- **Exercise text**
Me? I finished work and then began to run frantically around the house like a chicken with my head cut off wondering what to do first.
I ran around throwing legos on to the table to prepare to vacuum and wiped down the kitchen counters, and put school papers away, and made the beds, and wiped up the worst of the crumbs and made lunches for tomorrow. I spent more time than I wanted to hunting batteries for the Roku remote so I could listen to Pandora on TV. I gave up.
What do I need to do? I need to put away laundry, the story of my life. But at least that's hidden away in closets. Which need to be gone through because I know there's a bunch of junk in there that I don't need. I need to clean out the refrigerator because....wow...it's been a while. I need to vacuum. Probably clean the bathrooms again. Need to run to the store for a contribution for the barbecue we are attending tonight.
I need a long quiet walk on the beach.

- **Assigned task**
Could you write out the housework text again, starting with "Me? I finished" and going on through "TV. I gave up.", with "chicken" updated to "hen"?

- **Entries shown**
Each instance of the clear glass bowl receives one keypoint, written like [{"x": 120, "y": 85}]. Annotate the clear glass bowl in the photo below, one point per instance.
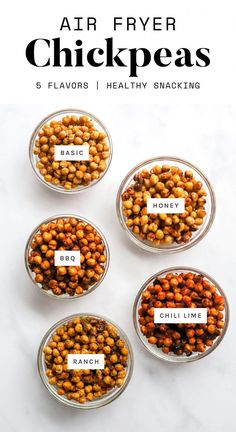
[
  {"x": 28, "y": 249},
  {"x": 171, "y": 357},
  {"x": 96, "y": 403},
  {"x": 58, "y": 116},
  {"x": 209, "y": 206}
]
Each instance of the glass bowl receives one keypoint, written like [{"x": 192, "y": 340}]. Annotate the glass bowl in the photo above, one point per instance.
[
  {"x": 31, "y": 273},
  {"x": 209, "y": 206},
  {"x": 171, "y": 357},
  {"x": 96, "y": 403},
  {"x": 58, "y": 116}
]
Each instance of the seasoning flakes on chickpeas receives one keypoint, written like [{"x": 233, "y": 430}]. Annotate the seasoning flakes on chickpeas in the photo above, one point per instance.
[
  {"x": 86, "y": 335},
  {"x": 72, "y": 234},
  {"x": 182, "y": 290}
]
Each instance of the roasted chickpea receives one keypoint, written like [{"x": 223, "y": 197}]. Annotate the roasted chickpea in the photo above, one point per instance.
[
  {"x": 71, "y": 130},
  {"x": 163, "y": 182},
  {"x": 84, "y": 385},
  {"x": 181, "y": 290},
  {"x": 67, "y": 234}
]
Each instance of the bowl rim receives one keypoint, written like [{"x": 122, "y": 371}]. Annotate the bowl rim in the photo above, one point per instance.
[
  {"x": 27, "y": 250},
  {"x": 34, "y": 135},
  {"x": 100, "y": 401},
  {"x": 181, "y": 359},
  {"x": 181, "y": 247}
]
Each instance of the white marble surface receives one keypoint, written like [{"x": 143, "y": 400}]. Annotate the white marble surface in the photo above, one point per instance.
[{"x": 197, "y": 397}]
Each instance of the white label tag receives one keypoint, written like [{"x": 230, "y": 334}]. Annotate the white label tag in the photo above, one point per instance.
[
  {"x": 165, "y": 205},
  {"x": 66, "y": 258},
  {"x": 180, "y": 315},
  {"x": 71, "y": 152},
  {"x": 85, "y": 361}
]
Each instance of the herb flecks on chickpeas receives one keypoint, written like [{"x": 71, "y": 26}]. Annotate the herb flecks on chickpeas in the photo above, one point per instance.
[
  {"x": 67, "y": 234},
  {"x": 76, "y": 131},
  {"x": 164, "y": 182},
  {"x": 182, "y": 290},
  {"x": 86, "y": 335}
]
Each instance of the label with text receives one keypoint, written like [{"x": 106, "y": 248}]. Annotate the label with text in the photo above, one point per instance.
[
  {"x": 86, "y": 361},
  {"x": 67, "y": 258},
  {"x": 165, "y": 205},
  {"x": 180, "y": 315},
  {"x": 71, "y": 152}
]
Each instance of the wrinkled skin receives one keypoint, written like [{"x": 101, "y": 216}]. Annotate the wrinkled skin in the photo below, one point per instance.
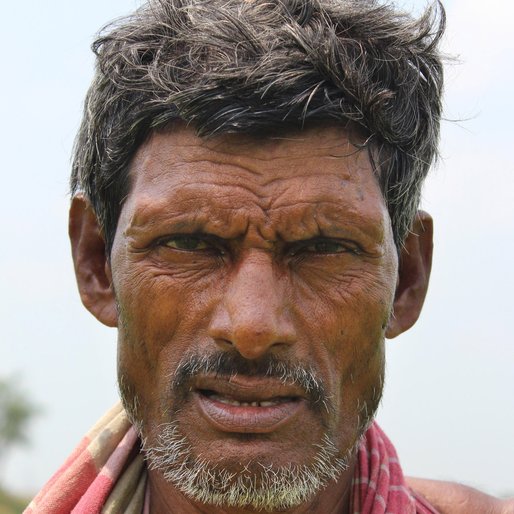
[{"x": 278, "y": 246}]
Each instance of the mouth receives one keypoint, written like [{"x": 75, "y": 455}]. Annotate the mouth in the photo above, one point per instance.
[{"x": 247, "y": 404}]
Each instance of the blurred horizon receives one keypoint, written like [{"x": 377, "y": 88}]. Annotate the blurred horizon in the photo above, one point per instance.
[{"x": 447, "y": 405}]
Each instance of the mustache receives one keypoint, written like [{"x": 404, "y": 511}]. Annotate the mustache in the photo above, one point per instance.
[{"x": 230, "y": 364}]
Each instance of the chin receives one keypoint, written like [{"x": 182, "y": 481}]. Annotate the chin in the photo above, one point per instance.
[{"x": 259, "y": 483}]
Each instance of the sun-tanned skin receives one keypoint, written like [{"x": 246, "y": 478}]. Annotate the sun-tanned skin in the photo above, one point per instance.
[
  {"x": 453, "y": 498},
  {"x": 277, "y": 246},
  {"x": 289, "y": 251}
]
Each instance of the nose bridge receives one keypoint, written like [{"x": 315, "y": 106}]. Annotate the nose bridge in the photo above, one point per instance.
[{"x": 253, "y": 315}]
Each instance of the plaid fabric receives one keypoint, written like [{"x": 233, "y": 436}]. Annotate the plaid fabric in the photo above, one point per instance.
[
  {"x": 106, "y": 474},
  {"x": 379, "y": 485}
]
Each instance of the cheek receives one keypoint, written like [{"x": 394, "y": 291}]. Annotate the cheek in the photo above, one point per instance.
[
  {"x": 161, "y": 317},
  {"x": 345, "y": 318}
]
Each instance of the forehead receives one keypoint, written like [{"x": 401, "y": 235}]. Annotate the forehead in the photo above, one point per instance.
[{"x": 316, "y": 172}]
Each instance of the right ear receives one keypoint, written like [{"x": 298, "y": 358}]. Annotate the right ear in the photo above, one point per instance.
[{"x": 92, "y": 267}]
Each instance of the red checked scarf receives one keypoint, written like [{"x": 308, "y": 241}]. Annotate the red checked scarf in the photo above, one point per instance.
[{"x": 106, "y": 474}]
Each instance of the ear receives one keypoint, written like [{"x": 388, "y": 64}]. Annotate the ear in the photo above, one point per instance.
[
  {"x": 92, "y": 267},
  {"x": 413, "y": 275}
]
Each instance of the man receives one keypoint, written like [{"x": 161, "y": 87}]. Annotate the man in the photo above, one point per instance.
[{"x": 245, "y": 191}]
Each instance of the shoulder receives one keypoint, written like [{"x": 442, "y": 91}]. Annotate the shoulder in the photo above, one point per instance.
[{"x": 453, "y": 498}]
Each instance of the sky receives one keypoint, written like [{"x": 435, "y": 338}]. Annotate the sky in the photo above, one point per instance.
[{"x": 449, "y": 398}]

- **Task response**
Me? I finished work and then began to run frantically around the house like a hen with my head cut off wondering what to do first.
I ran around throwing legos on to the table to prepare to vacuum and wiped down the kitchen counters, and put school papers away, and made the beds, and wiped up the worst of the crumbs and made lunches for tomorrow. I spent more time than I wanted to hunting batteries for the Roku remote so I could listen to Pandora on TV. I gave up.